## STATED EXERCISE
Output exactly the lines between the line that contains "Where within the image shown below has the white" and the last line of the material, counting both.

—————

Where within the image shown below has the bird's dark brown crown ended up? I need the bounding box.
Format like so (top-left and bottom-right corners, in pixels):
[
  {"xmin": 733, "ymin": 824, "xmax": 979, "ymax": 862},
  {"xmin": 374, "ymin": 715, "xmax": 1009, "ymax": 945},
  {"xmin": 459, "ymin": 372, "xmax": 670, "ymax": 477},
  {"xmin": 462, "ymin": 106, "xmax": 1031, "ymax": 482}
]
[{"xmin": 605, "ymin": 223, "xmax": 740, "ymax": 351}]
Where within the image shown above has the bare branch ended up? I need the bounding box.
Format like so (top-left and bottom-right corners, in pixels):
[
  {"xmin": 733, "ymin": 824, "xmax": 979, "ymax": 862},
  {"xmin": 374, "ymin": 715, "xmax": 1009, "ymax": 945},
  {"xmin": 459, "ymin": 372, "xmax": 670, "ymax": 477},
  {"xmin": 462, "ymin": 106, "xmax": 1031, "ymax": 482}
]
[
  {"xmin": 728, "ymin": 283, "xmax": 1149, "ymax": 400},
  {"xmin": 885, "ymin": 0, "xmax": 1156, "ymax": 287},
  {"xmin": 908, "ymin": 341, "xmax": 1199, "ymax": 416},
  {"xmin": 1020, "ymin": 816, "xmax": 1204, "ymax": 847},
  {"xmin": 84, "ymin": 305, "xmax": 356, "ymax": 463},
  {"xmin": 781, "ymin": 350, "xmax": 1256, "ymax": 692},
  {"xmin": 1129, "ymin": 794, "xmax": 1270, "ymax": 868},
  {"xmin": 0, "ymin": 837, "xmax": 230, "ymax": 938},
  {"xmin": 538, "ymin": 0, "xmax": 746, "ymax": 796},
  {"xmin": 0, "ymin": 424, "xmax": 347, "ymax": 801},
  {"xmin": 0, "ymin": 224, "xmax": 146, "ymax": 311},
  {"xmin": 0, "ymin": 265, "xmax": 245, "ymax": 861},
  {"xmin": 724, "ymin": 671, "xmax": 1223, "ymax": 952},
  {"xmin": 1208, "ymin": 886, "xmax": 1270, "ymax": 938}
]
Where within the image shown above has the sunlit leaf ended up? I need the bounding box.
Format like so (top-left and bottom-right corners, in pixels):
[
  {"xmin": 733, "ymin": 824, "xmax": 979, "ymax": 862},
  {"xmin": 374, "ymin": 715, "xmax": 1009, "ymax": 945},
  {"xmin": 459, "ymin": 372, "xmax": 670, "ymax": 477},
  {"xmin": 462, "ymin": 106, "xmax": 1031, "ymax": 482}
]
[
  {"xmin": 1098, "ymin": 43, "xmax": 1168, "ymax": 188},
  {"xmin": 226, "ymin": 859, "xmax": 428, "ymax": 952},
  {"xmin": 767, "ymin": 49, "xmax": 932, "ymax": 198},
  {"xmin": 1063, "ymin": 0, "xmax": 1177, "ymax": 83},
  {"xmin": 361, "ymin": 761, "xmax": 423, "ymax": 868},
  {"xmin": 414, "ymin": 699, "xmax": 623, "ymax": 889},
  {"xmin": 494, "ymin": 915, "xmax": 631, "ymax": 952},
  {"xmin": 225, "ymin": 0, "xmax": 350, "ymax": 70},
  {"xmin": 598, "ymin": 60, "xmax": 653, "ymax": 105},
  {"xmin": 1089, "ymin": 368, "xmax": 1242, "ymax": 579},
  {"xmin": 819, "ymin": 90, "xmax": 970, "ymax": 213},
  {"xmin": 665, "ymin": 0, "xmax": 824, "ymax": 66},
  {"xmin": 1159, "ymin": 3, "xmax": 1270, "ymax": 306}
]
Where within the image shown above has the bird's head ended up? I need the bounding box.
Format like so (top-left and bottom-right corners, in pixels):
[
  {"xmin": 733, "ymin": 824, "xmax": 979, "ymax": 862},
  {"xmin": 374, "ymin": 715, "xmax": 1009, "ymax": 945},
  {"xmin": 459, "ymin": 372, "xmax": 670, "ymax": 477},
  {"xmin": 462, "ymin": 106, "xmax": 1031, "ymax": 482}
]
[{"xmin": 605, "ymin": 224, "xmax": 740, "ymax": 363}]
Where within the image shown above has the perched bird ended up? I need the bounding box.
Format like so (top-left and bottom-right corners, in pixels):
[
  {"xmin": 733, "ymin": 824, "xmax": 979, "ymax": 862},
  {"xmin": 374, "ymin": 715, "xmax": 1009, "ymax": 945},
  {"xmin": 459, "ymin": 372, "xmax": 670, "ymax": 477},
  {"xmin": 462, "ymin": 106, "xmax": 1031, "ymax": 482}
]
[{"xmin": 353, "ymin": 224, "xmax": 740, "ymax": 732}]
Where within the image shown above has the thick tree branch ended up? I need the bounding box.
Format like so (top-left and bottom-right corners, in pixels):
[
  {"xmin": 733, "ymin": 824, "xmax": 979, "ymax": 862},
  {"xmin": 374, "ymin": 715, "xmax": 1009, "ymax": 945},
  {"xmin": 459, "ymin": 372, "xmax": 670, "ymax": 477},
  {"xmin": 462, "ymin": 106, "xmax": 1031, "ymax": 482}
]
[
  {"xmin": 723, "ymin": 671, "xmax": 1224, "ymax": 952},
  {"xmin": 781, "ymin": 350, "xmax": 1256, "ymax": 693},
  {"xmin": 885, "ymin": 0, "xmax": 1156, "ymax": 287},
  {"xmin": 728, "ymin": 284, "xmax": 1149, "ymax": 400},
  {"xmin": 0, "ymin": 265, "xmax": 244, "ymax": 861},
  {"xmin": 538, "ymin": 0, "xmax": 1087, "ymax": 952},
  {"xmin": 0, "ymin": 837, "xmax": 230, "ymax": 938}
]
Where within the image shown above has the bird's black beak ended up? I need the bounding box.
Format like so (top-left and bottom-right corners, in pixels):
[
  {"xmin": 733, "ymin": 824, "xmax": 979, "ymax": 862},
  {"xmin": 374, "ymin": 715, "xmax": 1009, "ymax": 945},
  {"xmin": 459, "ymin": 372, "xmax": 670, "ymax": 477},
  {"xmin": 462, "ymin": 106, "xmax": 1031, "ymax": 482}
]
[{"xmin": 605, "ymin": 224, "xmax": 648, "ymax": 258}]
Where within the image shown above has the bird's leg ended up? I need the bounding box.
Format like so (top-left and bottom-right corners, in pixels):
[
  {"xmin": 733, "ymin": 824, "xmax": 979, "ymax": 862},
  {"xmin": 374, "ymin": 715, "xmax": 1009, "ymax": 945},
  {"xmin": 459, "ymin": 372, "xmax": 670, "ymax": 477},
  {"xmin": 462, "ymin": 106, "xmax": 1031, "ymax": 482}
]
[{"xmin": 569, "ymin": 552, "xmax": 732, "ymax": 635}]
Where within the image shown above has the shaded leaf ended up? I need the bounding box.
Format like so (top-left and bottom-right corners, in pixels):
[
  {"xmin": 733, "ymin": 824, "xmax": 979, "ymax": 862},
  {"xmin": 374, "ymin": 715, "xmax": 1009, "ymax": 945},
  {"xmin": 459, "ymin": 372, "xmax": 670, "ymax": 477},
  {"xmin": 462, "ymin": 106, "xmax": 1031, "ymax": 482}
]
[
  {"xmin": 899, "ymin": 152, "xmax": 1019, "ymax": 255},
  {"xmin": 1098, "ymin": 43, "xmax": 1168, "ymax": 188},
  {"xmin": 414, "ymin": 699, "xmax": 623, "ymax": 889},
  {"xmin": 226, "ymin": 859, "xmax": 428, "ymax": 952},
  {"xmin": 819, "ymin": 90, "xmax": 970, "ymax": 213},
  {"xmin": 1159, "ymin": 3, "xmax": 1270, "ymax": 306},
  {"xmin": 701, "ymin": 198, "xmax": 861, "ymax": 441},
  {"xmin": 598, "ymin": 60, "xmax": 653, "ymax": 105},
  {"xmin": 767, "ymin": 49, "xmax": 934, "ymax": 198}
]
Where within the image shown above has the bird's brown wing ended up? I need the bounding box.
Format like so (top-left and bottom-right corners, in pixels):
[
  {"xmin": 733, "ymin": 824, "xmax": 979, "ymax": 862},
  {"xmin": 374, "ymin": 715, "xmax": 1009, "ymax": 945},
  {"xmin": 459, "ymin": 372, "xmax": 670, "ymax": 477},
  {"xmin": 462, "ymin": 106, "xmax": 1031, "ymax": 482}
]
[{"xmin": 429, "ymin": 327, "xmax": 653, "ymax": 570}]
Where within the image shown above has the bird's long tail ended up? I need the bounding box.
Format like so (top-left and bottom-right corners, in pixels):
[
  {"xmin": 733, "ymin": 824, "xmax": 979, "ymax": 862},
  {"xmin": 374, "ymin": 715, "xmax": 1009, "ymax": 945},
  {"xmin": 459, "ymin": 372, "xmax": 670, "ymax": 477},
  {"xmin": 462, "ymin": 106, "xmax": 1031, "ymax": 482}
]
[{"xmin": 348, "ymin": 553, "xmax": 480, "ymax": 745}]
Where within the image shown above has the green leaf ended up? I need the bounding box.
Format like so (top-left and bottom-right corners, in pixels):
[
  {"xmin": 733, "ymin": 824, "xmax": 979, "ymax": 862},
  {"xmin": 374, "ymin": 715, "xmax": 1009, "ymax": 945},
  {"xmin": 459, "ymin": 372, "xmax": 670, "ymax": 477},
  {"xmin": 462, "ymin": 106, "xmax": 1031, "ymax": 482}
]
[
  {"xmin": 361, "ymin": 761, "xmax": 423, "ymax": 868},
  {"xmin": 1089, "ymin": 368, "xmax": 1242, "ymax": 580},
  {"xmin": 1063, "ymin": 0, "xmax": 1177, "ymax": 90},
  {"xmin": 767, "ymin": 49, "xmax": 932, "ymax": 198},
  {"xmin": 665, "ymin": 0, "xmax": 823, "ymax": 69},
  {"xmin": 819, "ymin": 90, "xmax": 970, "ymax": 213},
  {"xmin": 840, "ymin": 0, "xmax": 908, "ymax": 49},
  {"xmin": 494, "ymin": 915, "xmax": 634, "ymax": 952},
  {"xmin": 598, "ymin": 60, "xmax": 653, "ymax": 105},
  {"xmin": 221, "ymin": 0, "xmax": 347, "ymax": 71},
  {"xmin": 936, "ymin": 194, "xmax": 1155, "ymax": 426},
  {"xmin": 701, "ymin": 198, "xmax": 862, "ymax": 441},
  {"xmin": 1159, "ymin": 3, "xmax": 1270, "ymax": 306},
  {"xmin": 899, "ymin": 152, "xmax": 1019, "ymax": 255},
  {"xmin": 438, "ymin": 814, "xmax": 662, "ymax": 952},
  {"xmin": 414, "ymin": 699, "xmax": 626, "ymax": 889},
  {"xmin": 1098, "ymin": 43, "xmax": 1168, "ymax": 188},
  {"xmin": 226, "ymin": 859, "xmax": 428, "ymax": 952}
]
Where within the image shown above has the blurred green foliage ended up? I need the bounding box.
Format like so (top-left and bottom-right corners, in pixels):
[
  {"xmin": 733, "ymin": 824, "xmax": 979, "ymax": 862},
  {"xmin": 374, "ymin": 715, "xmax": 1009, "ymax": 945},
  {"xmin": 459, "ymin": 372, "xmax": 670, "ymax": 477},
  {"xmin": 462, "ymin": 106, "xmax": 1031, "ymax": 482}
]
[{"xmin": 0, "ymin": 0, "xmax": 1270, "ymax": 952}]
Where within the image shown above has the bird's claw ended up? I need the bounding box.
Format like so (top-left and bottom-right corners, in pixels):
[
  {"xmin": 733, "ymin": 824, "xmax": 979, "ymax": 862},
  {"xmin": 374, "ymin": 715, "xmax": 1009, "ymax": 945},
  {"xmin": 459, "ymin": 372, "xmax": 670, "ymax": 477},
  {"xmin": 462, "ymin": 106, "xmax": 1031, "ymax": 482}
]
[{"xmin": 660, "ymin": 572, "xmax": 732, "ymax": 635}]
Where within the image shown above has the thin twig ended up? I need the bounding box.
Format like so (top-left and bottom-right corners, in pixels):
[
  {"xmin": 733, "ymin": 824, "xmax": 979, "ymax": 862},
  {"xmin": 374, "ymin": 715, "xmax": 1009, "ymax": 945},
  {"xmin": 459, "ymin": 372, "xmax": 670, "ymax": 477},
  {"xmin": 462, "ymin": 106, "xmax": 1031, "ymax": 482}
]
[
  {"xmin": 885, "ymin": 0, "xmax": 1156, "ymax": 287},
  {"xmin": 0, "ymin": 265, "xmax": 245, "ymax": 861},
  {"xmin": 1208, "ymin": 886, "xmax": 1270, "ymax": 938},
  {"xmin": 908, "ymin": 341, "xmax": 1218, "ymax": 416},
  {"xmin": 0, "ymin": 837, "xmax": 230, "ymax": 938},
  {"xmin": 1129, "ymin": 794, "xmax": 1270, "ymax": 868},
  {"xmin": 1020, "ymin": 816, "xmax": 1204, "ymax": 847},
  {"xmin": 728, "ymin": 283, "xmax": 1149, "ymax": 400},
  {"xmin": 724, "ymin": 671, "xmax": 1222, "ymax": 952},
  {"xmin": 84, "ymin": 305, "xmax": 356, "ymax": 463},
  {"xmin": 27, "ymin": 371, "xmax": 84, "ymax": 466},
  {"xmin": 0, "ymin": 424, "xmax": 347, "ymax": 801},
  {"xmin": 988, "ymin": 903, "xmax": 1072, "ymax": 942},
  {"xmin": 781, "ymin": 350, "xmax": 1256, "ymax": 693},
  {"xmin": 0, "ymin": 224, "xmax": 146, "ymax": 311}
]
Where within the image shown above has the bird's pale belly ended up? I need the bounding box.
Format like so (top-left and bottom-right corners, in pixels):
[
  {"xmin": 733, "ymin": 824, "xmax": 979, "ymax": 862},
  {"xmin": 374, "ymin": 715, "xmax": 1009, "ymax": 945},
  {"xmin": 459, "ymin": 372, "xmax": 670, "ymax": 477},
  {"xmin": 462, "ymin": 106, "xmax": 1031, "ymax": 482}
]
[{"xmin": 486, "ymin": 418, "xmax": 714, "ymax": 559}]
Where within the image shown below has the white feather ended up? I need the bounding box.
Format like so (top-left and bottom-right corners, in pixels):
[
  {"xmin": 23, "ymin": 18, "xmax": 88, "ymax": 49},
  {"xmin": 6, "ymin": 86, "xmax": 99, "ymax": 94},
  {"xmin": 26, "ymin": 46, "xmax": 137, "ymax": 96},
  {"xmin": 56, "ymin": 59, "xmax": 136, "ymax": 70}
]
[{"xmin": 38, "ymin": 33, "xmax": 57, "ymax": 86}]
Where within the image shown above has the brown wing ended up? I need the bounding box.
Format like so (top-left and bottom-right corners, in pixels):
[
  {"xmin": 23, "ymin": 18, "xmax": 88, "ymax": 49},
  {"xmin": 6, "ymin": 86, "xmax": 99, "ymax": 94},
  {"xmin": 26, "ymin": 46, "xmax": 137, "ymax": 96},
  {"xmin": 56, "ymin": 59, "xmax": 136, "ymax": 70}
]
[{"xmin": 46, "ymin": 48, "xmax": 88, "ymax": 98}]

—————

## EXPECTED OUTPUT
Where within the image shown below has the white feather ended up? I need the bounding box.
Format like so (top-left and bottom-right corners, in pixels):
[
  {"xmin": 23, "ymin": 18, "xmax": 88, "ymax": 49},
  {"xmin": 6, "ymin": 86, "xmax": 99, "ymax": 94},
  {"xmin": 26, "ymin": 46, "xmax": 137, "ymax": 96},
  {"xmin": 56, "ymin": 59, "xmax": 136, "ymax": 70}
]
[{"xmin": 38, "ymin": 33, "xmax": 57, "ymax": 86}]
Where within the image shown above has the brown wing ended up? I need the bounding box.
Format like so (top-left and bottom-right corners, in pixels):
[
  {"xmin": 23, "ymin": 18, "xmax": 88, "ymax": 49},
  {"xmin": 6, "ymin": 86, "xmax": 99, "ymax": 94},
  {"xmin": 26, "ymin": 46, "xmax": 137, "ymax": 96},
  {"xmin": 56, "ymin": 59, "xmax": 136, "ymax": 70}
]
[{"xmin": 46, "ymin": 48, "xmax": 88, "ymax": 98}]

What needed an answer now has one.